**** MATERIALS PROVIDED

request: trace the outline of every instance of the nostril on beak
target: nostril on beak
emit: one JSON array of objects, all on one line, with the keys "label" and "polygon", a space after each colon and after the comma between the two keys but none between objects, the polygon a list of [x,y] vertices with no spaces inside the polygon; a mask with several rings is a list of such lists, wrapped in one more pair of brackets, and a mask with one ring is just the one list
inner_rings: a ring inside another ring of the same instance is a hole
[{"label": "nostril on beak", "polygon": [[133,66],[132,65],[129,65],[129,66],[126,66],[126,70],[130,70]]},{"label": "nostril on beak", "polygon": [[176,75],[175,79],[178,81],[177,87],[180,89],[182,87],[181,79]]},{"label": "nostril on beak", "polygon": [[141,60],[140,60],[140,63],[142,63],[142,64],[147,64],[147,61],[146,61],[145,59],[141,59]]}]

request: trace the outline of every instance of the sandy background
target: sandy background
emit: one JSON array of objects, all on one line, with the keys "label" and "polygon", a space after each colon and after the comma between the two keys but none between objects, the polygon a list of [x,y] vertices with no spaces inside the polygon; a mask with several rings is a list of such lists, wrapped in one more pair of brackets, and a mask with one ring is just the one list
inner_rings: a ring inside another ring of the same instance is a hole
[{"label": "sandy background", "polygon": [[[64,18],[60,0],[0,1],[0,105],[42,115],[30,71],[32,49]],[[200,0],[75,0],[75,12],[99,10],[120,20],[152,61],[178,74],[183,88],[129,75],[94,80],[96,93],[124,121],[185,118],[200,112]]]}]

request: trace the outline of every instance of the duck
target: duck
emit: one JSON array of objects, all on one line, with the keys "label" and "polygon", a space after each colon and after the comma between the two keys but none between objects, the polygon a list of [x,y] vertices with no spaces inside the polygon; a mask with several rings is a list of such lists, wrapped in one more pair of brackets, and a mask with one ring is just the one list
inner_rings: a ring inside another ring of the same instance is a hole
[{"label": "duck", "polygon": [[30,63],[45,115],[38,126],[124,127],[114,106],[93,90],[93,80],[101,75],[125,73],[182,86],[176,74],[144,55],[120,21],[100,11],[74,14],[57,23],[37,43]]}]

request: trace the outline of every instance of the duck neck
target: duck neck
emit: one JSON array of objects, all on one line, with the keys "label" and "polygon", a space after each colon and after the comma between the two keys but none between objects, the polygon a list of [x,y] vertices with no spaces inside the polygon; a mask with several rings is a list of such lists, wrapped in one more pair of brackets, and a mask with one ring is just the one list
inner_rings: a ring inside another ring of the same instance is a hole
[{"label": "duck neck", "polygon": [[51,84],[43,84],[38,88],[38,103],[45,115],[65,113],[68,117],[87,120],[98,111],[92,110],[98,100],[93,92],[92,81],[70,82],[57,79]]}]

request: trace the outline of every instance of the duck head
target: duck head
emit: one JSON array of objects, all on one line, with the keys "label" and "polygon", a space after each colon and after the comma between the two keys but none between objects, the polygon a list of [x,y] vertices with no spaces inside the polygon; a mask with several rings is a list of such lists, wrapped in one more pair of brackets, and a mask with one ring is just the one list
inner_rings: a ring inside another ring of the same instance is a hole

********

Write out all the records above again, putting "category" in place of every "target" and leaving everything else unchanged.

> _RESPONSE BELOW_
request: trace the outline of every instance of the nostril on beak
category: nostril on beak
emit: one JSON array of objects, all on one line, with the keys "label" and "polygon", a space after each colon and after the comma between the two keys but none between objects, the polygon a list of [x,y] vertices with no spaces inside the polygon; a mask with several rings is a list of such lists, wrapped in one more pair of brackets, and a mask with one ring is just the one list
inner_rings: a ring inside another ring of the same instance is a hole
[{"label": "nostril on beak", "polygon": [[133,66],[132,65],[129,65],[129,66],[126,66],[126,70],[130,70]]},{"label": "nostril on beak", "polygon": [[176,75],[175,79],[178,81],[177,87],[180,89],[182,87],[181,79]]},{"label": "nostril on beak", "polygon": [[141,60],[140,60],[140,63],[142,63],[142,64],[147,64],[147,61],[146,61],[145,59],[141,59]]}]

request: trace the outline of every instance of the sandy background
category: sandy background
emit: one JSON array of objects, all on one line, with the keys "label" and "polygon", a space after each colon and after the comma between the two keys but none between objects, the polygon a list of [x,y] vertices with no spaces inside the polygon; a mask with several rings is a list of such lists, wrapped in one more pair of brackets, and a mask with one ring is just the one list
inner_rings: a ring inside another ring of the same instance is a hole
[{"label": "sandy background", "polygon": [[[64,18],[60,0],[0,1],[0,105],[42,115],[30,71],[32,49]],[[200,0],[75,0],[75,12],[99,10],[120,20],[152,61],[178,74],[183,88],[129,75],[94,80],[96,93],[124,121],[185,118],[200,112]]]}]

request: trace the outline of every instance of the duck
category: duck
emit: one JSON array of objects, all on one line, with the keys "label" and "polygon", a space after each colon and after the comma between the two keys but none between objects, the polygon a list of [x,y] vertices with no spaces inside the polygon; a mask with several rings is a list of such lists, wrapped in one more pair of brackets, and a mask with one ring is just the one list
inner_rings: a ring inside another ring of the same instance is a hole
[{"label": "duck", "polygon": [[30,63],[45,115],[38,126],[124,127],[114,106],[93,90],[93,80],[101,75],[125,73],[182,86],[176,74],[144,55],[120,21],[100,11],[74,14],[57,23],[37,43]]}]

request: trace the outline of every instance of the duck neck
category: duck neck
emit: one JSON array of objects, all on one line, with the keys "label" and "polygon", a space after each colon and after the comma between the two keys but none between objects, the polygon a list of [x,y] vertices with no spaces inside the polygon; a mask with several rings is a list of such lists, wrapped in one more pair of brackets, and a mask with one ring is just the one list
inner_rings: a ring inside another ring of the same instance is a hole
[{"label": "duck neck", "polygon": [[51,84],[43,84],[38,88],[38,103],[45,115],[65,113],[68,117],[87,120],[98,111],[92,110],[98,100],[93,92],[92,81],[70,82],[57,79]]}]

request: trace the outline of every instance of the duck head
category: duck head
emit: one JSON array of objects, all on one line, with the keys "label" and "polygon", a space after each colon and after the comma between the two keys but none between objects, the polygon a list of [x,y] vertices with no spaces inside the polygon; a mask with several rings is a list of such lists, wrapped in one more pair of brackets, and a mask with one ring is just the one list
inner_rings: a ring inside another ring of the same instance is a hole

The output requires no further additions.